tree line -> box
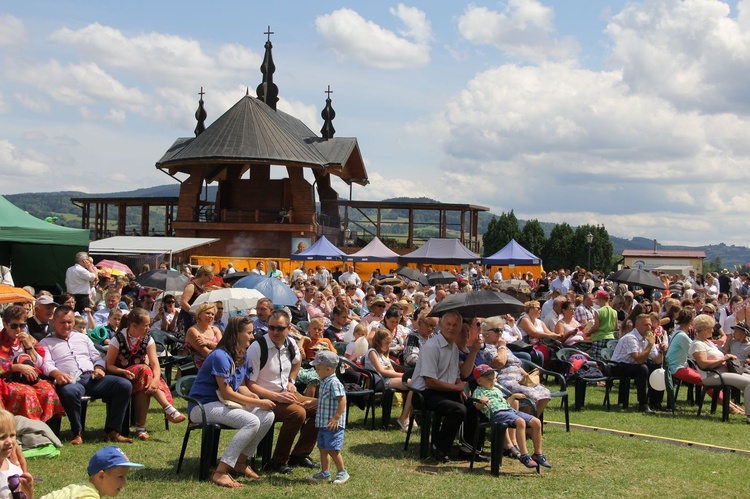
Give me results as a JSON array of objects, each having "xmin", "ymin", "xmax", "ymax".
[{"xmin": 483, "ymin": 210, "xmax": 615, "ymax": 272}]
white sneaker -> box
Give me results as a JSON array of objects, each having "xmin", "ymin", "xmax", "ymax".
[{"xmin": 333, "ymin": 469, "xmax": 349, "ymax": 484}]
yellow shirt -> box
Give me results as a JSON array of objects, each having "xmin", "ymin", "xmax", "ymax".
[{"xmin": 40, "ymin": 482, "xmax": 100, "ymax": 499}]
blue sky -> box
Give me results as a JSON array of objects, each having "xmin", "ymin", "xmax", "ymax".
[{"xmin": 2, "ymin": 1, "xmax": 749, "ymax": 246}]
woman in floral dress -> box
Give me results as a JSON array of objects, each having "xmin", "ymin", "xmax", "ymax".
[{"xmin": 0, "ymin": 305, "xmax": 64, "ymax": 421}]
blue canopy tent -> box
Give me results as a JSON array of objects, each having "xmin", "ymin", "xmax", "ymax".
[
  {"xmin": 482, "ymin": 239, "xmax": 543, "ymax": 277},
  {"xmin": 399, "ymin": 238, "xmax": 480, "ymax": 265},
  {"xmin": 290, "ymin": 235, "xmax": 346, "ymax": 261}
]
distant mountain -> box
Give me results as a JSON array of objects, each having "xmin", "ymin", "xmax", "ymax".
[{"xmin": 5, "ymin": 187, "xmax": 750, "ymax": 267}]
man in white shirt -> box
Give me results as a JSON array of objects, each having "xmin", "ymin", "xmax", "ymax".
[
  {"xmin": 225, "ymin": 262, "xmax": 237, "ymax": 274},
  {"xmin": 251, "ymin": 261, "xmax": 265, "ymax": 275},
  {"xmin": 610, "ymin": 314, "xmax": 665, "ymax": 414},
  {"xmin": 543, "ymin": 296, "xmax": 564, "ymax": 331},
  {"xmin": 493, "ymin": 267, "xmax": 504, "ymax": 281},
  {"xmin": 314, "ymin": 266, "xmax": 330, "ymax": 288},
  {"xmin": 65, "ymin": 252, "xmax": 98, "ymax": 313},
  {"xmin": 41, "ymin": 306, "xmax": 133, "ymax": 445},
  {"xmin": 247, "ymin": 310, "xmax": 318, "ymax": 474},
  {"xmin": 549, "ymin": 269, "xmax": 571, "ymax": 294},
  {"xmin": 338, "ymin": 265, "xmax": 361, "ymax": 287}
]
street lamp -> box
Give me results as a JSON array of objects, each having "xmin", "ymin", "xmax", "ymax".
[
  {"xmin": 586, "ymin": 232, "xmax": 593, "ymax": 270},
  {"xmin": 344, "ymin": 228, "xmax": 351, "ymax": 252}
]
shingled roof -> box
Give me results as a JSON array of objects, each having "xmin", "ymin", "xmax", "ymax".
[{"xmin": 156, "ymin": 95, "xmax": 367, "ymax": 185}]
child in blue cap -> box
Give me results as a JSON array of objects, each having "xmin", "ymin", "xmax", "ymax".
[{"xmin": 40, "ymin": 446, "xmax": 143, "ymax": 498}]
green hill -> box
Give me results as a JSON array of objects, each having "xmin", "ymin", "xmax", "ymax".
[{"xmin": 4, "ymin": 188, "xmax": 749, "ymax": 267}]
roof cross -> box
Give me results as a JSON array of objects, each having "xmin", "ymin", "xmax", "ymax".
[
  {"xmin": 325, "ymin": 85, "xmax": 333, "ymax": 98},
  {"xmin": 264, "ymin": 26, "xmax": 274, "ymax": 41},
  {"xmin": 198, "ymin": 87, "xmax": 205, "ymax": 100}
]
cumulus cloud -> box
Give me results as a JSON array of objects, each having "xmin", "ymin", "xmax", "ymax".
[
  {"xmin": 458, "ymin": 1, "xmax": 579, "ymax": 62},
  {"xmin": 424, "ymin": 0, "xmax": 750, "ymax": 245},
  {"xmin": 315, "ymin": 5, "xmax": 432, "ymax": 68},
  {"xmin": 607, "ymin": 0, "xmax": 750, "ymax": 114},
  {"xmin": 14, "ymin": 93, "xmax": 51, "ymax": 113},
  {"xmin": 0, "ymin": 140, "xmax": 51, "ymax": 176},
  {"xmin": 0, "ymin": 14, "xmax": 27, "ymax": 47}
]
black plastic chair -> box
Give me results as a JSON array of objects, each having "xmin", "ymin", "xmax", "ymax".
[
  {"xmin": 402, "ymin": 386, "xmax": 437, "ymax": 460},
  {"xmin": 337, "ymin": 357, "xmax": 376, "ymax": 428},
  {"xmin": 556, "ymin": 347, "xmax": 610, "ymax": 412},
  {"xmin": 688, "ymin": 360, "xmax": 731, "ymax": 422},
  {"xmin": 174, "ymin": 376, "xmax": 237, "ymax": 481},
  {"xmin": 150, "ymin": 329, "xmax": 194, "ymax": 388},
  {"xmin": 467, "ymin": 396, "xmax": 508, "ymax": 476}
]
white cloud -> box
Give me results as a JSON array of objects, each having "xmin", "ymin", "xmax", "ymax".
[
  {"xmin": 315, "ymin": 5, "xmax": 432, "ymax": 69},
  {"xmin": 607, "ymin": 0, "xmax": 750, "ymax": 113},
  {"xmin": 0, "ymin": 14, "xmax": 27, "ymax": 47},
  {"xmin": 105, "ymin": 109, "xmax": 126, "ymax": 123},
  {"xmin": 278, "ymin": 97, "xmax": 319, "ymax": 132},
  {"xmin": 0, "ymin": 140, "xmax": 51, "ymax": 176},
  {"xmin": 14, "ymin": 93, "xmax": 51, "ymax": 113},
  {"xmin": 458, "ymin": 1, "xmax": 580, "ymax": 62}
]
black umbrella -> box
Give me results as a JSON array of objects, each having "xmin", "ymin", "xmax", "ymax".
[
  {"xmin": 428, "ymin": 291, "xmax": 525, "ymax": 318},
  {"xmin": 606, "ymin": 268, "xmax": 666, "ymax": 290},
  {"xmin": 135, "ymin": 269, "xmax": 190, "ymax": 292},
  {"xmin": 394, "ymin": 266, "xmax": 428, "ymax": 286},
  {"xmin": 222, "ymin": 271, "xmax": 251, "ymax": 285},
  {"xmin": 427, "ymin": 271, "xmax": 457, "ymax": 285}
]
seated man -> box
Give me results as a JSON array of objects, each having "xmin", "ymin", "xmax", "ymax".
[
  {"xmin": 40, "ymin": 306, "xmax": 133, "ymax": 445},
  {"xmin": 92, "ymin": 289, "xmax": 122, "ymax": 327},
  {"xmin": 610, "ymin": 313, "xmax": 665, "ymax": 414},
  {"xmin": 410, "ymin": 311, "xmax": 479, "ymax": 463},
  {"xmin": 247, "ymin": 309, "xmax": 318, "ymax": 474},
  {"xmin": 27, "ymin": 294, "xmax": 58, "ymax": 341}
]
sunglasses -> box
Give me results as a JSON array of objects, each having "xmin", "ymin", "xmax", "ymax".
[
  {"xmin": 8, "ymin": 323, "xmax": 26, "ymax": 330},
  {"xmin": 267, "ymin": 325, "xmax": 288, "ymax": 332},
  {"xmin": 486, "ymin": 327, "xmax": 502, "ymax": 333}
]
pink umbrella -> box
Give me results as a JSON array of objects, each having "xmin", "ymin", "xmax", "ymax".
[{"xmin": 95, "ymin": 259, "xmax": 133, "ymax": 276}]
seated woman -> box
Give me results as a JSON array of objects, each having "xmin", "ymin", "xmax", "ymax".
[
  {"xmin": 152, "ymin": 294, "xmax": 178, "ymax": 332},
  {"xmin": 489, "ymin": 337, "xmax": 551, "ymax": 417},
  {"xmin": 185, "ymin": 302, "xmax": 222, "ymax": 370},
  {"xmin": 516, "ymin": 301, "xmax": 558, "ymax": 366},
  {"xmin": 306, "ymin": 291, "xmax": 331, "ymax": 327},
  {"xmin": 371, "ymin": 305, "xmax": 410, "ymax": 359},
  {"xmin": 482, "ymin": 317, "xmax": 534, "ymax": 365},
  {"xmin": 688, "ymin": 314, "xmax": 750, "ymax": 424},
  {"xmin": 106, "ymin": 308, "xmax": 186, "ymax": 440},
  {"xmin": 188, "ymin": 316, "xmax": 276, "ymax": 488},
  {"xmin": 0, "ymin": 306, "xmax": 64, "ymax": 422},
  {"xmin": 363, "ymin": 329, "xmax": 413, "ymax": 431},
  {"xmin": 554, "ymin": 300, "xmax": 587, "ymax": 347}
]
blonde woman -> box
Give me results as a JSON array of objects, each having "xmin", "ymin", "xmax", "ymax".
__________
◆ Task instructions:
The range runs from the line with "white sneaker -> box" up to and including the line with "man in white shirt -> box" in the listing above; please write out exactly those lines and nothing more.

◆ Result of the exercise:
white sneaker -> box
Give me results as a JSON array of objects, each having "xmin", "ymin", "xmax", "ymax".
[{"xmin": 333, "ymin": 469, "xmax": 349, "ymax": 484}]
yellow shirt -> box
Give me results as a JSON array of objects, each having "xmin", "ymin", "xmax", "ymax".
[{"xmin": 40, "ymin": 482, "xmax": 100, "ymax": 499}]
blue sky -> box
Give me results as a JSON array of objects, each having "xmin", "ymin", "xmax", "ymax".
[{"xmin": 2, "ymin": 1, "xmax": 749, "ymax": 246}]
woman in floral dress -> box
Give me results as a JSON array of objects, each having "xmin", "ymin", "xmax", "ymax".
[{"xmin": 0, "ymin": 305, "xmax": 64, "ymax": 421}]
blue canopy tent -> box
Give me results as a JSON array of objects, each having "xmin", "ymin", "xmax", "ymax".
[
  {"xmin": 482, "ymin": 239, "xmax": 543, "ymax": 277},
  {"xmin": 399, "ymin": 238, "xmax": 480, "ymax": 265},
  {"xmin": 290, "ymin": 235, "xmax": 346, "ymax": 261}
]
distant mountain -> box
Give me results as a JSON array of objects, each having "xmin", "ymin", "xmax", "ymax".
[{"xmin": 5, "ymin": 187, "xmax": 750, "ymax": 267}]
man in white shirt -> box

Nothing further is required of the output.